++++ Data supplied ++++

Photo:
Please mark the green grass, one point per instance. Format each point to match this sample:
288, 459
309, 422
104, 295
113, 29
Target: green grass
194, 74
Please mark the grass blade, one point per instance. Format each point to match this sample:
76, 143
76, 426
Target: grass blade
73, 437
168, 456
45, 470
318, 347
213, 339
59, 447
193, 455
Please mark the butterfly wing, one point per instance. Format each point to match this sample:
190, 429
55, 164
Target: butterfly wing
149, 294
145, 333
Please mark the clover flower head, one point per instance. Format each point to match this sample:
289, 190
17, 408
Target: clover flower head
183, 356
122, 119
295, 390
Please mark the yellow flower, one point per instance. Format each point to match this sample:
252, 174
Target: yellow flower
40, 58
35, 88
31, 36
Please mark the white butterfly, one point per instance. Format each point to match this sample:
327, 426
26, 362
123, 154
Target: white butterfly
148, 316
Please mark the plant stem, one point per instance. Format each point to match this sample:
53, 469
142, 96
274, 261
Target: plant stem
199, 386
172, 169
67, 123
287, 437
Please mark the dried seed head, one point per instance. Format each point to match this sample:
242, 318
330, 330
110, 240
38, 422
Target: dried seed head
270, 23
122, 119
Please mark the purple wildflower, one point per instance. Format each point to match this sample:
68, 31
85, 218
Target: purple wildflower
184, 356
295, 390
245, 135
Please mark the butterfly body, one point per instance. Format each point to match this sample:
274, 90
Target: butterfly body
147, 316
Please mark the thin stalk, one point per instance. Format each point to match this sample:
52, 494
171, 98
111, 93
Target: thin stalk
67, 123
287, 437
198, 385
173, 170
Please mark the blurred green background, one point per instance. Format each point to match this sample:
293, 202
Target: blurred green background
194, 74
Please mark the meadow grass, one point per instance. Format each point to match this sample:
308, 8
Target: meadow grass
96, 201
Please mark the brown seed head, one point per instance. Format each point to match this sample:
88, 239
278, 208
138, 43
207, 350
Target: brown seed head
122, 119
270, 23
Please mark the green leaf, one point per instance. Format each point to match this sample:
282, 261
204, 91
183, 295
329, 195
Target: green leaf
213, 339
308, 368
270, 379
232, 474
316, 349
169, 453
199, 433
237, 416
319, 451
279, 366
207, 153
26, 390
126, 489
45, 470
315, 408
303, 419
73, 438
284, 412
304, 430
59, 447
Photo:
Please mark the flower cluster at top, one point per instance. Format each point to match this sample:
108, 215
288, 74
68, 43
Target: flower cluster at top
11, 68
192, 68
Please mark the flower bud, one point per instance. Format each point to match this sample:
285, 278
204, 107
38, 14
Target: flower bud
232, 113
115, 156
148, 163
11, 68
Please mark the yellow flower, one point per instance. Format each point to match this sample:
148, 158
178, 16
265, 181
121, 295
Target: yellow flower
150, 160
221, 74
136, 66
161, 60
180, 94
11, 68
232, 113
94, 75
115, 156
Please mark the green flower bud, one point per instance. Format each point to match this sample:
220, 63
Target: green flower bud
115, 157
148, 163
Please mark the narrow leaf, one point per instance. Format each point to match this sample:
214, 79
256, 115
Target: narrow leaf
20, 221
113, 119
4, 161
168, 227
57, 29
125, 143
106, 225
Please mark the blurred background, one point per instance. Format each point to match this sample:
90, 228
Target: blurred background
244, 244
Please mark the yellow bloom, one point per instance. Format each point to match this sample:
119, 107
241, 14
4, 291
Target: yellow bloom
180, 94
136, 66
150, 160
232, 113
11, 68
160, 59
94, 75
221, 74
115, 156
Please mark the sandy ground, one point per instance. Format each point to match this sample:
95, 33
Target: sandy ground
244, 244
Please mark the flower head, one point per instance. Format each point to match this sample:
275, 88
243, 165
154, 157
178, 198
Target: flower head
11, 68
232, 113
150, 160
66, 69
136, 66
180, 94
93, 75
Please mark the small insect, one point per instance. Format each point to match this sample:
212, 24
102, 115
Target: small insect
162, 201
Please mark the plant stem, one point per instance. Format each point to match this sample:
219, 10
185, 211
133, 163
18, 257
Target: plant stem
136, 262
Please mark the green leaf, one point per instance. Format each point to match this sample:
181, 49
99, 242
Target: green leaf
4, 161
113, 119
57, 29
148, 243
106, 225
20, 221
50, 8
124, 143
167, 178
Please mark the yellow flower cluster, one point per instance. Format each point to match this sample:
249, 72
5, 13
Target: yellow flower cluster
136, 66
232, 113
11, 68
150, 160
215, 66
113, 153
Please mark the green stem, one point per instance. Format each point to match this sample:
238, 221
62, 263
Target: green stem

++++

Written exercise: Print again the material above, limited to the lines from the one holding "Please mark the blurred background, one" through the last, inclusive.

Solution for this problem:
Please mark the blurred background, one point per instance. Format each point to match this sample:
90, 228
Target: blurred background
244, 244
Please mark the yellow bloom, one point per instance. Format each point to match this sample:
119, 107
241, 14
4, 291
Target: yellow bloom
180, 94
136, 66
150, 160
232, 113
11, 68
160, 59
94, 75
221, 74
115, 156
Please mark the sandy ground, one point per instance. Format each point to match this sample:
95, 33
Target: sandy ground
244, 244
Please mark the flower head, one point per instance. Format each point to match this sample:
275, 88
243, 165
154, 157
178, 198
Target: flower head
11, 68
232, 113
150, 160
66, 69
136, 66
180, 94
93, 75
Please mark the small insect, one point per instance. Format each point to match this sample:
212, 24
102, 115
Target: small insect
162, 201
Please mark the plant stem, one point per instance. Format each point to match this sample:
219, 10
185, 211
133, 163
18, 257
Target: plant stem
136, 262
Please mark the green leaf, one point per instance. Format each point to match this sample:
181, 49
99, 242
Target: green leaf
4, 161
113, 119
57, 29
148, 243
106, 225
20, 221
50, 8
124, 143
167, 178
Please mark the yellow flower cluster, one point per instance. Format each point to match this sample:
249, 72
5, 13
Target: yellow flower cluster
136, 66
232, 113
11, 68
150, 160
215, 66
113, 153
Please mark the green stem, one point per instance. Format each point to match this sample:
238, 221
62, 263
Target: green stem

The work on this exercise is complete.